(Stored items)

----

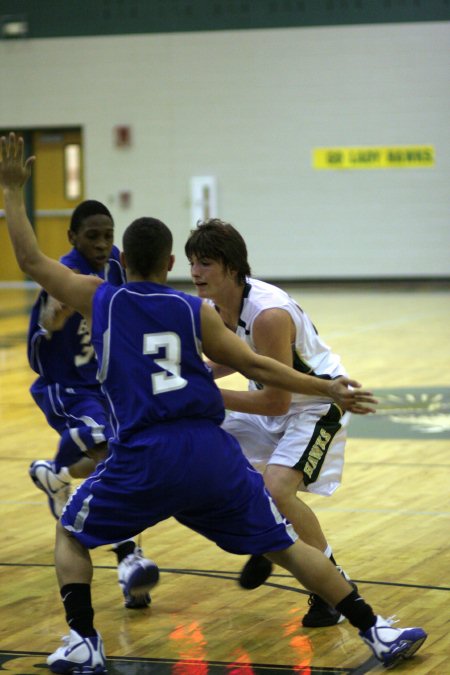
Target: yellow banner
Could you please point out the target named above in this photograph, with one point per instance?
(376, 157)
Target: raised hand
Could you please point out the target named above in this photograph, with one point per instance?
(14, 171)
(349, 396)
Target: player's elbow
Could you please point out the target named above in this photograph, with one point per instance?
(278, 403)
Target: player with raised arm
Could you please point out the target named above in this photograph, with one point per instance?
(169, 455)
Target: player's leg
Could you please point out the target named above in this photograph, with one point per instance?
(83, 648)
(389, 645)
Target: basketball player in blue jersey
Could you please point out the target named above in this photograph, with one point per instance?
(67, 390)
(169, 455)
(298, 441)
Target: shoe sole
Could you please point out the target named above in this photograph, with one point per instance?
(142, 581)
(406, 654)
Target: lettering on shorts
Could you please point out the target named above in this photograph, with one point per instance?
(313, 457)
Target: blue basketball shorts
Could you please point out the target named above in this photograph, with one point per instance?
(189, 469)
(79, 415)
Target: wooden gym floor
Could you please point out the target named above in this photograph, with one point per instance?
(388, 523)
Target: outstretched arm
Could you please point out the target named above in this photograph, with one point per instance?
(72, 289)
(223, 346)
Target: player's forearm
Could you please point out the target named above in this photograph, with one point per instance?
(272, 373)
(256, 402)
(20, 230)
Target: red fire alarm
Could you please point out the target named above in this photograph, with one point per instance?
(122, 135)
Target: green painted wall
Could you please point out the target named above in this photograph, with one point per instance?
(63, 18)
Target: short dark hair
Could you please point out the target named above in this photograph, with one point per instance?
(90, 207)
(217, 240)
(147, 245)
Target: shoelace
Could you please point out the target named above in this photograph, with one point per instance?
(392, 619)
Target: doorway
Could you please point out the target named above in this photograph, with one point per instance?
(56, 187)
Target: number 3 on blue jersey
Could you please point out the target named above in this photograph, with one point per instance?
(170, 379)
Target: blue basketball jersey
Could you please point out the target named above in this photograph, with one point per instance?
(147, 338)
(67, 355)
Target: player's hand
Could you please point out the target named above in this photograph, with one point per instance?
(348, 395)
(14, 171)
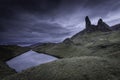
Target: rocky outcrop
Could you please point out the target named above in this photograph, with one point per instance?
(68, 41)
(101, 26)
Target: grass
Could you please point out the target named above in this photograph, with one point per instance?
(5, 70)
(76, 68)
(92, 44)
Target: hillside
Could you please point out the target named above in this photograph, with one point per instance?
(5, 70)
(92, 41)
(92, 54)
(9, 51)
(78, 68)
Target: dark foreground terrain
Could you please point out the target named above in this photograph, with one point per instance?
(92, 54)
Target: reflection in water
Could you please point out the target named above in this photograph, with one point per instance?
(29, 59)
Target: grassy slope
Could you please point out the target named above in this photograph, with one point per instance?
(6, 53)
(9, 51)
(5, 70)
(89, 44)
(78, 68)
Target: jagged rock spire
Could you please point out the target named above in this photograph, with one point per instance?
(102, 26)
(88, 22)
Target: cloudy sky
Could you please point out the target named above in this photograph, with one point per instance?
(32, 21)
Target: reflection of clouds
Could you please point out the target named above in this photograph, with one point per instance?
(28, 60)
(63, 18)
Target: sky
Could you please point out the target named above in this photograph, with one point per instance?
(33, 21)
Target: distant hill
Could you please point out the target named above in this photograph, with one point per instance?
(91, 54)
(94, 40)
(9, 51)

----

Task goal: Which lines of the records hold the string "shorts"? Copy each one.

Exercise response:
Target: lettering on shorts
Target: blue basketball shorts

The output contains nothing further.